WHAT NEEDS TO BE DONE –
Please gather every line below that contains the string "white" and copy each one in full. Case counts.

RECORDS FOR PROCESSING –

:::::

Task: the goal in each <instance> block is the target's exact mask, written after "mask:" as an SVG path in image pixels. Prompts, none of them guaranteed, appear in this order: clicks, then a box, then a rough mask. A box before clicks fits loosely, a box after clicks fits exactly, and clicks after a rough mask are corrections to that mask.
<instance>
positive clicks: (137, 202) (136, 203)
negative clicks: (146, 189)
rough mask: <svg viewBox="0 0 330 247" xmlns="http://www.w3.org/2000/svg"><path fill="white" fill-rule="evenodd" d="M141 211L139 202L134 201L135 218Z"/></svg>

:::::

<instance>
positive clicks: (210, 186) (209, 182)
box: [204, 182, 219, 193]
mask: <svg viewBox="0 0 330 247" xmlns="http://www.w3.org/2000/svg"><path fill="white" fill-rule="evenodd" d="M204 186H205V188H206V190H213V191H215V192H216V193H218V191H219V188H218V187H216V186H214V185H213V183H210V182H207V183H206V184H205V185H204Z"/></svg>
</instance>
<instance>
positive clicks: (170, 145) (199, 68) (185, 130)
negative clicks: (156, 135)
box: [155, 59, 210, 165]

:::::

EXERCISE OUTPUT –
rough mask: <svg viewBox="0 0 330 247" xmlns="http://www.w3.org/2000/svg"><path fill="white" fill-rule="evenodd" d="M141 211L139 202L134 201L135 218Z"/></svg>
mask: <svg viewBox="0 0 330 247" xmlns="http://www.w3.org/2000/svg"><path fill="white" fill-rule="evenodd" d="M204 186H205V188H206V190H213V191H215V192H216V193H218V191H219V188H218V187H216V186H214V185H213V183H210V182H207V183H206V184H205V185H204Z"/></svg>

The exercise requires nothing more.